[Task goal] Below are some records. Output the lines from the first one through the line that holds "box: [113, 59, 162, 105]", exactly as written, with no pictures.

***

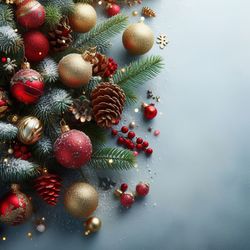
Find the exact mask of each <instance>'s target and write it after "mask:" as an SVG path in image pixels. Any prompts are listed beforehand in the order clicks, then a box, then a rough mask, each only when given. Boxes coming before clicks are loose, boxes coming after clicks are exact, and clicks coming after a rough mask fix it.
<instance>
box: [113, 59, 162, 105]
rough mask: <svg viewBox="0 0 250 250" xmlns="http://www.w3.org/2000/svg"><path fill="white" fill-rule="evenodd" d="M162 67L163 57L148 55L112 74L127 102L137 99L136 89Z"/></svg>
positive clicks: (132, 62)
mask: <svg viewBox="0 0 250 250" xmlns="http://www.w3.org/2000/svg"><path fill="white" fill-rule="evenodd" d="M162 68H163V59H162V58H161V57H160V56H150V57H148V58H146V59H141V60H138V61H134V62H132V63H131V64H130V65H129V66H127V67H125V72H121V71H117V73H116V74H115V75H114V77H113V79H114V83H116V84H118V85H120V87H121V88H122V89H123V90H124V92H125V94H126V101H127V103H133V102H135V101H136V100H137V98H136V95H135V93H136V89H137V88H138V87H139V86H140V85H141V84H144V83H145V82H146V81H148V80H150V79H152V78H154V77H156V76H157V74H159V73H160V70H161V69H162Z"/></svg>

***

[Response for this exercise]
Find the exact mask of each <instance>'s target and write it after "mask:" as an SVG path in image pixels. Any prompts are listed beforehand in the order clicks, then a box, then a rough mask, each only when given. Boxes coming before clicks are loose, boxes coming after clicks are exact, and clicks coming after a rough mask fix it.
<instance>
box: [113, 59, 162, 105]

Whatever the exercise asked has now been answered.